── ЗАПИСИ УПРАЖНЕНИЯ

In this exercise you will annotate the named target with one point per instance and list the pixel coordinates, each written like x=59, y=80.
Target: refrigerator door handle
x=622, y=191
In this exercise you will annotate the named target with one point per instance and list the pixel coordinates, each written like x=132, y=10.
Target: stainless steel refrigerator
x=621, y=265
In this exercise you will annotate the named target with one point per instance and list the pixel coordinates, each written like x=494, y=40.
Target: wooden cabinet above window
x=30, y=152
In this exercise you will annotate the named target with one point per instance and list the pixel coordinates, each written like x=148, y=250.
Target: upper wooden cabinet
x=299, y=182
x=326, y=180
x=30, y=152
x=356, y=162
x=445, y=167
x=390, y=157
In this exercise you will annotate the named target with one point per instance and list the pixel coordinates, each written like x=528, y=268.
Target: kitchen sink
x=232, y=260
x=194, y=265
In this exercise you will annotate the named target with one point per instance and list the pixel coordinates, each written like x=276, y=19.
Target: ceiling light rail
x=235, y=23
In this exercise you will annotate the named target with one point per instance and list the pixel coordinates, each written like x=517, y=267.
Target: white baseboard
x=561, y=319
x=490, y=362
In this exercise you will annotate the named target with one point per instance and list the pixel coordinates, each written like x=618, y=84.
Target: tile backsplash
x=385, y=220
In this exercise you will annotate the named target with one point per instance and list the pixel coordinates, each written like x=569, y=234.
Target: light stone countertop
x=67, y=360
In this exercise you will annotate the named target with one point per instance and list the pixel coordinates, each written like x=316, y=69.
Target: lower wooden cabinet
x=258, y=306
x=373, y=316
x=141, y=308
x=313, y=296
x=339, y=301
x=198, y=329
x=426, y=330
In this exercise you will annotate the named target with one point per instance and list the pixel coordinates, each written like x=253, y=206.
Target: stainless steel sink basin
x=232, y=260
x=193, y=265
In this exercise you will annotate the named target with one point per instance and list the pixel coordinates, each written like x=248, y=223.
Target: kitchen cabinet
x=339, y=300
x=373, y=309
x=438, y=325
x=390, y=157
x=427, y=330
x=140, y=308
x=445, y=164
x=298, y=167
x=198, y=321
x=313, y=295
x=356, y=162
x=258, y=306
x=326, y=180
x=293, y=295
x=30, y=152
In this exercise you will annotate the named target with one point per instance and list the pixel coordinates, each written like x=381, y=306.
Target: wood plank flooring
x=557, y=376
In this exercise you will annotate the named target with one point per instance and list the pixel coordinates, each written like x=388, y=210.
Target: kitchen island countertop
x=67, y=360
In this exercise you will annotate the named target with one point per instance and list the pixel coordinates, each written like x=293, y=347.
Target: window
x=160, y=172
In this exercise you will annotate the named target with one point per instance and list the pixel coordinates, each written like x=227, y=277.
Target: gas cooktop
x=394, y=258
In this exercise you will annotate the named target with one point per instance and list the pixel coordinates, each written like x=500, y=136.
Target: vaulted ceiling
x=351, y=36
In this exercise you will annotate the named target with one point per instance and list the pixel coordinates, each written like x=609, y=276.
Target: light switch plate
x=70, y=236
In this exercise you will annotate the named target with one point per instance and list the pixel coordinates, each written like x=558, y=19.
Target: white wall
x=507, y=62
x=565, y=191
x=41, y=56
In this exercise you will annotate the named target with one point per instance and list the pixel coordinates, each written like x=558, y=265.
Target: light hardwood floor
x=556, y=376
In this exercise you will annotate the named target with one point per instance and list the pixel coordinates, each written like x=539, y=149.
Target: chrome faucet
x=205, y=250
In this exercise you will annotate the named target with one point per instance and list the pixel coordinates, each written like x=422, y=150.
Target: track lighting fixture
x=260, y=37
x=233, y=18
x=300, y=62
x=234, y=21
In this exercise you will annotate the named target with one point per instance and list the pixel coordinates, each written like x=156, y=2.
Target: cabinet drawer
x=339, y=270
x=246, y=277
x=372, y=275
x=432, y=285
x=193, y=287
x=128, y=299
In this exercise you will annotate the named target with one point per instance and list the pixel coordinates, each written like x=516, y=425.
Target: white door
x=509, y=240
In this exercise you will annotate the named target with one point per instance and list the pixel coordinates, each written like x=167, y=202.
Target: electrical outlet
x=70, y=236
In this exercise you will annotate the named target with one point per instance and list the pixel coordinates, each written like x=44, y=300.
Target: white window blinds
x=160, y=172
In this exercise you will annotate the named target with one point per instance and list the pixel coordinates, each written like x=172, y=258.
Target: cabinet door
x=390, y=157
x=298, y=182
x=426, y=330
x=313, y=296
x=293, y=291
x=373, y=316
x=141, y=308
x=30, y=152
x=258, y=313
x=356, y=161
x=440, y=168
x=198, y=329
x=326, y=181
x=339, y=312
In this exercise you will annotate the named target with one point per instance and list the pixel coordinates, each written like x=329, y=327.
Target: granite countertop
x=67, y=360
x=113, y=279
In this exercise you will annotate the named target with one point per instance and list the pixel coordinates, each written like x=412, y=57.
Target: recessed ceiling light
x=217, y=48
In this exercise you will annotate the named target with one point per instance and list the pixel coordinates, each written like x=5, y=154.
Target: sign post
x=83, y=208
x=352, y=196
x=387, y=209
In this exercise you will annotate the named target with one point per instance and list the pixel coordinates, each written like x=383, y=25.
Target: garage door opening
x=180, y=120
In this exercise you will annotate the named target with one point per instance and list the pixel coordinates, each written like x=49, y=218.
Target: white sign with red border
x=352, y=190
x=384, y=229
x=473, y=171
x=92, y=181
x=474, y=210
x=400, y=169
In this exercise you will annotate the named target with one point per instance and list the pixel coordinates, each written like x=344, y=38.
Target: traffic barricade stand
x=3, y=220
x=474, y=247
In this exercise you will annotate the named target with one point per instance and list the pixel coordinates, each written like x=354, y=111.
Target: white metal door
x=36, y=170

────

_ЗАДАНИЕ_.
Переименуйте во всех записях «pixel coordinates» в «image coordinates» и приведите записи заново целиком, больше ничего не меняя.

_ОТВЕТ НА ЗАДАНИЕ_.
In this exercise you will annotate the named target with one point per instance and list the image coordinates, each written like x=59, y=80.
Target: refrigerator door handle
x=622, y=191
In this exercise you will annotate the named target with one point per instance and list the image coordinates, each written like x=132, y=10.
Target: stainless steel refrigerator
x=621, y=265
In this exercise you will annotate the named target with one point per instance and list the image coordinates, each written like x=494, y=40.
Target: wooden cabinet above window
x=30, y=152
In this exercise you will annotate the named target with one point per instance and list the image coordinates, each written like x=148, y=250.
Target: upper wooden cabinet
x=299, y=182
x=326, y=180
x=30, y=152
x=356, y=162
x=445, y=167
x=390, y=157
In this exercise you will annotate the named target with one point per instance and list the image coordinates, each written like x=528, y=268.
Target: kitchen sink
x=232, y=260
x=194, y=265
In this exercise you will annotate the named target with one point per instance and list the image coordinates, each written like x=276, y=19.
Target: ceiling light rail
x=235, y=23
In this exercise you will annotate the named target with one point per instance and list the image coordinates, each written like x=517, y=267.
Target: white baseboard
x=561, y=319
x=490, y=362
In this exercise you will annotate the named target with one point per instance and list the image coordinates, each written like x=618, y=84.
Target: tile backsplash
x=385, y=220
In this exercise you will annotate the named target with one point per instance and list the image coordinates, each written like x=569, y=234.
Target: light stone countertop
x=67, y=360
In this exercise you will annotate the named target with one point per instance and list the image coordinates, each written like x=316, y=69.
Target: lower wooden cabinet
x=258, y=306
x=373, y=316
x=141, y=308
x=313, y=296
x=339, y=301
x=198, y=329
x=426, y=330
In this exercise you will annotate the named target with one point per instance and list the image coordinates, each written like x=253, y=206.
Target: stainless steel sink basin
x=232, y=260
x=193, y=265
In this exercise you will annotate the named target with one point per instance and list the image coordinates, each written like x=248, y=223.
Target: kitchen cabinet
x=339, y=300
x=373, y=309
x=438, y=325
x=390, y=157
x=427, y=330
x=140, y=308
x=445, y=164
x=298, y=167
x=198, y=321
x=313, y=295
x=356, y=162
x=258, y=306
x=326, y=180
x=293, y=295
x=30, y=152
In this exercise you will annotate the named target with one point per instance and list the image coordinates, each written like x=381, y=306.
Target: wood plank flooring
x=557, y=376
In this exercise you will annotate the named target with one point per instance and list the image coordinates, each written like x=388, y=210.
Target: kitchen island countertop
x=67, y=360
In this exercise you will annotate the named target with one point per instance and list the image coordinates, each written like x=293, y=347.
Target: window
x=160, y=172
In this exercise you will annotate the named target with one point per instance and list the image coordinates, each written like x=227, y=277.
Target: gas cooktop
x=394, y=258
In this exercise you will annotate the named target with one point per instance and list the image coordinates, each written like x=500, y=136.
Target: vaulted ceiling
x=351, y=36
In this exercise you will annotate the named target with one point per instance and list the image coordinates, each written like x=609, y=276.
Target: light switch plate
x=70, y=236
In this exercise you will annotate the named target with one point per instance and list the image coordinates, each written like x=558, y=19.
Target: white wall
x=507, y=62
x=565, y=191
x=41, y=56
In this exercise you will annotate the named target with one point per instance and list the image coordinates, each written like x=558, y=265.
Target: light hardwood floor
x=556, y=376
In this exercise you will annotate the named target with one point per instance and list the image coordinates, each written like x=539, y=149.
Target: chrome faucet
x=205, y=250
In this exercise you will annotate the named target with one point per instance and list the image coordinates, each written like x=422, y=150.
Target: track lighting fixture
x=260, y=37
x=233, y=18
x=300, y=62
x=234, y=21
In this exercise you will annotate the named target with one point per instance and list the image coordinates, each written like x=156, y=2.
Target: cabinet drawer
x=339, y=270
x=246, y=277
x=372, y=275
x=432, y=285
x=193, y=287
x=128, y=299
In this exercise you will annotate the named target with one point per instance and list the image coordinates, each written like x=516, y=425.
Target: white door
x=509, y=240
In this exercise you will annotate the named target with one point per instance and list the image coordinates, each written like x=167, y=202.
Target: electrical outlet
x=70, y=236
In this exercise you will annotate the named target with one point per instance and list the image coordinates, each written like x=44, y=300.
Target: white window blinds
x=160, y=172
In this exercise you will annotate the named target with one point per instance and list the image coordinates, each written like x=172, y=258.
Target: cabinet door
x=390, y=157
x=298, y=182
x=426, y=330
x=313, y=296
x=293, y=291
x=373, y=316
x=141, y=308
x=30, y=152
x=258, y=313
x=356, y=161
x=440, y=168
x=198, y=329
x=326, y=181
x=339, y=312
In this exercise you will annotate the named target with one point per instance and list the image coordinates, each written like x=329, y=327.
Target: granite countertop
x=67, y=360
x=113, y=279
In this exercise you will annotate the named target with one point per instance and list the image coordinates, each written like x=412, y=57.
Target: recessed ceiling light
x=217, y=48
In this exercise you will annotate the named target with one point per instance and list the image coordinates, each written like x=5, y=154.
Target: sign post
x=83, y=208
x=352, y=196
x=387, y=209
In this exercise you will annotate the named target with one point per instance and list the image coordinates, each written like x=383, y=25.
Target: garage door opening
x=180, y=120
In this exercise you will annotate the named target with one point per instance and list the image coordinates, each written like x=49, y=218.
Target: white sign with red border
x=352, y=190
x=384, y=229
x=473, y=171
x=92, y=181
x=474, y=210
x=400, y=169
In this exercise you will annotate the named target with one point per instance and list the image coordinates, each written like x=344, y=38.
Target: traffic barricade stand
x=3, y=220
x=474, y=247
In this exercise you will annotate the named target with one point per instance and list the image coordinates, each written like x=354, y=111.
Target: white metal door
x=36, y=170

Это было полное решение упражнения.